(TEXT BLOCK)

I first noticed that my father had trouble with eye contact when I was about ten years old. It was a Sunday, and my grandparents were visiting us. I was practicing a sonata on the piano, and my parents and grandparents had come over to the doorway to listen. I was well aware of their presence, and I felt proud that I had learned the piece so well.
When I was done, I looked over at my family. My mother and my grandparents were looking right at me, applauding and giving me compliments. My father, however, was looking everywhere except at me. He was shifting his stance, too, as though he were uncomfortable. He looked very much like a little boy who had been dropped into our livingroom and couldn’t figure out where he was or how to get home.
Of course, as a child, I took his responses very personally. I interpreted his lack of eye contact to mean that he didn’t care about my music. His shifting around seemed to mean that he was impatient to get away from me. I became very sad and discouraged. How could I reach him? I didn’t know.
Soon after, I saw that my father wasn’t making eye contact at the dinner table. I was excited about something at school and wanted to tell him all about it, but he didn’t look at me or give me any sort of response. It was almost as though he were defending against me. It’s possible that he had always been this way and that I hadn’t noticed it before, but once I saw it, my heart sank. I couldn’t stand feeling so much happiness and enthusiasm without being able to share it with him.
All of this happened 40 years ago, before anyone had the words to talk about what was going on, and before Asperger’s was a diagnosis. I now realize that, like me, my father was an Aspie. But back then, my relationship with him deteriorated. For many years, in my anger and hurt, I tried to be different from him in every respect. But like my father, I have my own problems with eye contact. I can hold eye contact better than he could, but I never know how long I’m supposed to do it. And while I’m looking into someone’s eyes, it’s nearly impossible for me to articulate my thoughts or to listen to what the person is saying. I have to look away in order to think and to speak.

(End TEXT BLOCK)
(RAW DATA)

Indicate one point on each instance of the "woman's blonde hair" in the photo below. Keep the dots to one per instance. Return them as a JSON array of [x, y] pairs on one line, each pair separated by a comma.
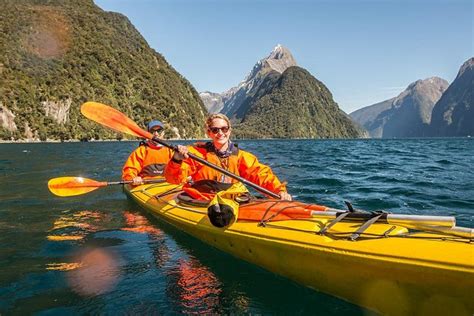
[[221, 116]]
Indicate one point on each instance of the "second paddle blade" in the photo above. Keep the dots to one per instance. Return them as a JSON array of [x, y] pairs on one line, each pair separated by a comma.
[[70, 186], [112, 118]]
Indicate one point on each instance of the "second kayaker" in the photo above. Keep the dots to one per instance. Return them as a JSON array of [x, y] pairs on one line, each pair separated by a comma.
[[149, 159], [222, 152]]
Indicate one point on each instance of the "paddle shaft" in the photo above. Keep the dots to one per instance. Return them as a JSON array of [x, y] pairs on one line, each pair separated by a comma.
[[226, 172], [131, 181]]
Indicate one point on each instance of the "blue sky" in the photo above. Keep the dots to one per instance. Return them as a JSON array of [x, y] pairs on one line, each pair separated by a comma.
[[363, 51]]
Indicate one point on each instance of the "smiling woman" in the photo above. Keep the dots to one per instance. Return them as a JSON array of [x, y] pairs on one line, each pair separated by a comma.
[[220, 151]]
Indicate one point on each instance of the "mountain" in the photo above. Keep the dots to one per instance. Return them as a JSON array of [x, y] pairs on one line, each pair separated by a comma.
[[453, 114], [57, 54], [231, 101], [407, 115], [294, 104], [212, 101], [368, 115]]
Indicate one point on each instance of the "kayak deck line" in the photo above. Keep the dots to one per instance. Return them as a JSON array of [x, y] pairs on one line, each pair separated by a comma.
[[460, 234], [419, 271]]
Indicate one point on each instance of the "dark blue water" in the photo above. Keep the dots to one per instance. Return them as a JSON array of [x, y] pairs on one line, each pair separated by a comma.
[[134, 264]]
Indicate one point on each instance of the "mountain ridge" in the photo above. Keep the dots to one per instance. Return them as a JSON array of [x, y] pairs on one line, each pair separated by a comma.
[[406, 115]]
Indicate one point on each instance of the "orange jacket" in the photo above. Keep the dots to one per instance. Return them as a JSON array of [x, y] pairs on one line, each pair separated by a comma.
[[147, 161], [240, 163]]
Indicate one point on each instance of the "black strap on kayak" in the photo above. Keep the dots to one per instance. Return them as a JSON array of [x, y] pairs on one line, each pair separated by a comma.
[[366, 225], [263, 221], [338, 218]]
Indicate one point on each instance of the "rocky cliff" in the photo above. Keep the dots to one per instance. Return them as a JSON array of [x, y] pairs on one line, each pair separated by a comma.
[[453, 114], [230, 102], [294, 105]]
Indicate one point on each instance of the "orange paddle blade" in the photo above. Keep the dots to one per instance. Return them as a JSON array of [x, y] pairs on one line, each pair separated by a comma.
[[70, 186], [112, 118]]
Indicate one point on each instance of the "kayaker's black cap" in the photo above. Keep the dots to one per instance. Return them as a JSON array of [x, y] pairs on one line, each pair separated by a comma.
[[155, 125], [221, 215]]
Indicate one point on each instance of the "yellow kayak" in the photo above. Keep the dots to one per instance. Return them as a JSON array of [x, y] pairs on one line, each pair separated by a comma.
[[389, 269]]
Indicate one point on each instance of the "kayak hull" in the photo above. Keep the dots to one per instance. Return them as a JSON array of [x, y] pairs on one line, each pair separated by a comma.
[[420, 274]]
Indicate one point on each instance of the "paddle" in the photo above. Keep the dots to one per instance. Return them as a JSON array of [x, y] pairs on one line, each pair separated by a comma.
[[71, 186], [116, 120]]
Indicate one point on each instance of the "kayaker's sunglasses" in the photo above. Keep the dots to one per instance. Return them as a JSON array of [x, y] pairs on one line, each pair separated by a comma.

(End RAW DATA)

__WHAT YOU WILL DO__
(A) From the account of the father's difficulty with eye contact, list every single word the narrator uses to name their own feelings.
(B) Continue the account of the father's difficulty with eye contact, beginning after its final sentence.

__EXPECTED RESPONSES__
(A) proud, sad, discouraged, excited, happiness, enthusiasm, anger, hurt

(B)
There is also something about being seen, about being held in someone’s gaze, that is deeply upsetting to me. Perhaps it’s the legacy of trying to appear normal all my life. The anxiety that someone might actually see my strange, awkward, eccentric self has always been profound. So I look away, thinking that somehow, I will become opaque—very much like a child who closes her eyes and thinks that other people can’t see her. Do I really think I’m hiding by looking at the ground? Perhaps. On the other hand, I am always upset when people can’t see me properly—when they think badly of me for no reason, or when they ignore me altogether. I’ve lived most of my life in this strange double bind—wanting desperately to be seen properly and wanting desperately to be invisible.
Unlike my father, I have no trouble holding eye contact with close family members. I can look into my husband’s eyes and into my daughter’s eyes, and listen to them at the same time. But I shy away from eye contact with most people, rather in the same way that I shy away from looking directly into the sun. I’m not just afraid of being seen. In fact, as I come out to more and more people about being an Aspie, I feel much less afraid of being seen.
What really terrifies me, more than anything else, is to look into the eyes of another human being and see that person’s soul. When I look into a person’s eyes, I have such a profound empathic experience of the person that it’s overwhelming. It’s not that I read the person’s individual emotions. It’s as though the person’s whole being is coming at me.
I’d never given this kind of experience much thought until I read a book called Love, Loss and Healing: A Woman’s Guide to Transforming Grief by Susan T. De Lone. The author had lost her husband of 27 years to cancer, and she wrote about watching him die. When he passed, she felt his soul all around her in his hospital room. His soul was so vast that it filled the room, but could not be contained by it. She saw in that moment how difficult it is to have a vast soul in a limited, human body.
This vastness of soul comes at me through a person’s eyes. It is never the vastness of a generic, undifferentiated soul but of a unique, complex, multi-layered soul with pain, with fear, with love, with everything that it means to be a human being. To look into a person’s eyes for a few seconds, and then to look elsewhere, is often the best I can do. Averting my eyes is my neurological, spiritual, and psychological shield.
I envy people who don’t need this kind of shield. Sometimes, I’d like to do what others do so easily. But I don’t consider my way of seeing to be a deficit. It’s simply a different kind of sight. In the social world, it doesn’t do me much good, but the universe, like the soul, is vast. I try to keep my eye on the big picture. It helps to keep things in perspective.